Point labeling data from photos
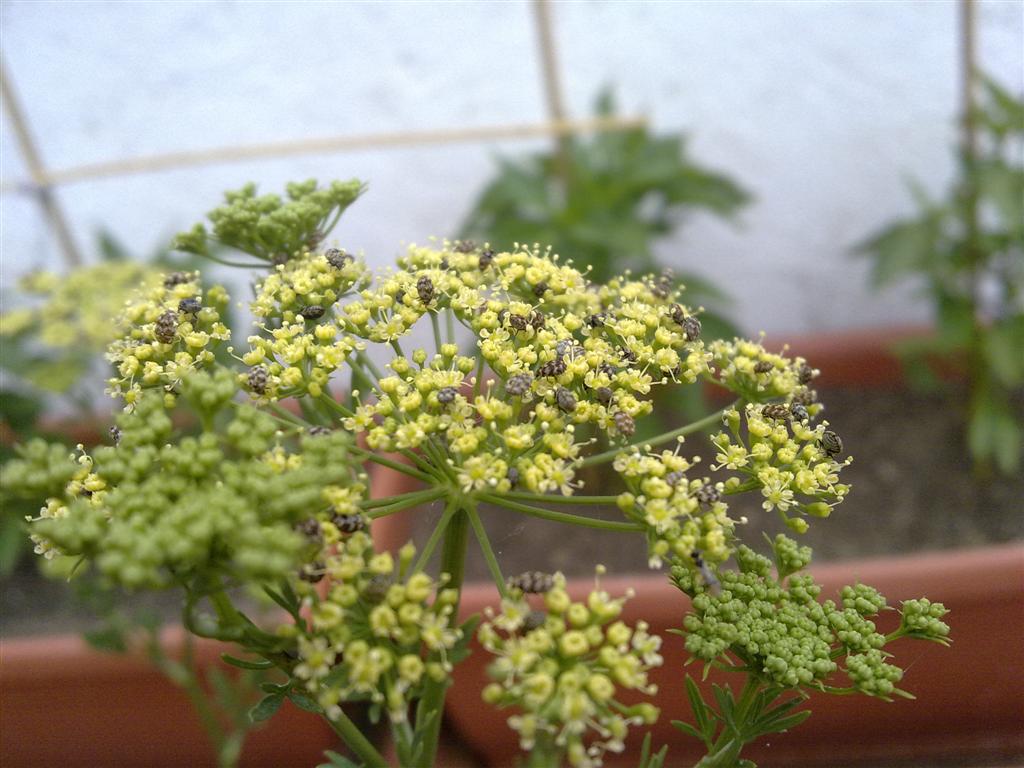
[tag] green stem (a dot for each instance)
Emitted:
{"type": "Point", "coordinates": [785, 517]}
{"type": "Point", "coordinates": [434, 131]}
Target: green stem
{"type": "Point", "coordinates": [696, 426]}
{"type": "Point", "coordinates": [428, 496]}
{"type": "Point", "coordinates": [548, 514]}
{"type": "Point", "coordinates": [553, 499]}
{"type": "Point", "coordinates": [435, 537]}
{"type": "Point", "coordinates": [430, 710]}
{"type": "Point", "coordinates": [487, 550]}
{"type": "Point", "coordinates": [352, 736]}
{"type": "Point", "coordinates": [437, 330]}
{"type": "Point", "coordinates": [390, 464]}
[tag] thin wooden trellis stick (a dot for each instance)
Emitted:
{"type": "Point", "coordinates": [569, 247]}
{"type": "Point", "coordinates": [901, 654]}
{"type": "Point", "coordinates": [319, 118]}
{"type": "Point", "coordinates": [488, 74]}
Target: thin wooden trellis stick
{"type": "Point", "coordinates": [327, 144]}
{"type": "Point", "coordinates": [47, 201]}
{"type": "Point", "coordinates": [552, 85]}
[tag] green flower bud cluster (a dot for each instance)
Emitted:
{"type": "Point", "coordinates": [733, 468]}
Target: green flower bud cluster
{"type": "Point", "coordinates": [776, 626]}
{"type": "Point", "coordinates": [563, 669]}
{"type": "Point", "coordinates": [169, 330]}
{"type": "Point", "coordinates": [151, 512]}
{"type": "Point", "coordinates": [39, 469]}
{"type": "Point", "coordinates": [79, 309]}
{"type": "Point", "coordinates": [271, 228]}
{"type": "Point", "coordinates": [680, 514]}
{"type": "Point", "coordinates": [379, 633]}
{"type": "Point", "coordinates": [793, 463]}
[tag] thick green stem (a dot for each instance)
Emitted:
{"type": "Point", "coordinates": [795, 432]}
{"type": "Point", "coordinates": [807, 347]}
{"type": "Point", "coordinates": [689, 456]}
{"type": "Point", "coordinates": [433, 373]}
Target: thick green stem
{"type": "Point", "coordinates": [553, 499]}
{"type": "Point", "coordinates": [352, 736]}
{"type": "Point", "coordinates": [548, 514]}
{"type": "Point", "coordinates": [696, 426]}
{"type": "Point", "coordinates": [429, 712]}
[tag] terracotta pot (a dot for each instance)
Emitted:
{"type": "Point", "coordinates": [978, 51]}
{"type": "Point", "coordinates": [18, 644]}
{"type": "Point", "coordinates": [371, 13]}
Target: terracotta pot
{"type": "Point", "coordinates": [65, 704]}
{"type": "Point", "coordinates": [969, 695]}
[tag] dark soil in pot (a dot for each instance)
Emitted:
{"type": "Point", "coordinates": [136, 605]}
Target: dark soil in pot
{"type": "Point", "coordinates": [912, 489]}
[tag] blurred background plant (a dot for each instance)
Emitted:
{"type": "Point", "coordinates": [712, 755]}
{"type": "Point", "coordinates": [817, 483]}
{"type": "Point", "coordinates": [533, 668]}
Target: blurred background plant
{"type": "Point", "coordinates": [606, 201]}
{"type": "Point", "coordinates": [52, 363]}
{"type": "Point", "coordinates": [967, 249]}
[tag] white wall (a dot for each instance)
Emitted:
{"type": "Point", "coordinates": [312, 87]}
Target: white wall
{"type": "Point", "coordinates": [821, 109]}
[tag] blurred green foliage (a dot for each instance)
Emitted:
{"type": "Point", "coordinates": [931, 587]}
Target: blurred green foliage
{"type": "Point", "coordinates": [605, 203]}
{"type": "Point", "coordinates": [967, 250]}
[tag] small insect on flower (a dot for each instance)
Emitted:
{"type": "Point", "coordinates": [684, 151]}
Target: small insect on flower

WHAT THE TASK REQUIRES: Please put the items from the line with "[tag] white wall (a dot for each instance)" through the end of the items into a numbered list, leaving out any blank lines.

OUTPUT FOR THIS TASK:
1. [tag] white wall (a dot for each instance)
2. Emitted:
3. {"type": "Point", "coordinates": [312, 87]}
4. Target: white wall
5. {"type": "Point", "coordinates": [821, 109]}
6. [tag] blurred green foliage (a dot for each instance)
7. Emitted:
8. {"type": "Point", "coordinates": [931, 587]}
9. Target: blurred green foliage
10. {"type": "Point", "coordinates": [605, 203]}
11. {"type": "Point", "coordinates": [967, 250]}
12. [tag] small insect on flower (a dot for each instance)
13. Emitted:
14. {"type": "Point", "coordinates": [684, 151]}
15. Target: small insect on flower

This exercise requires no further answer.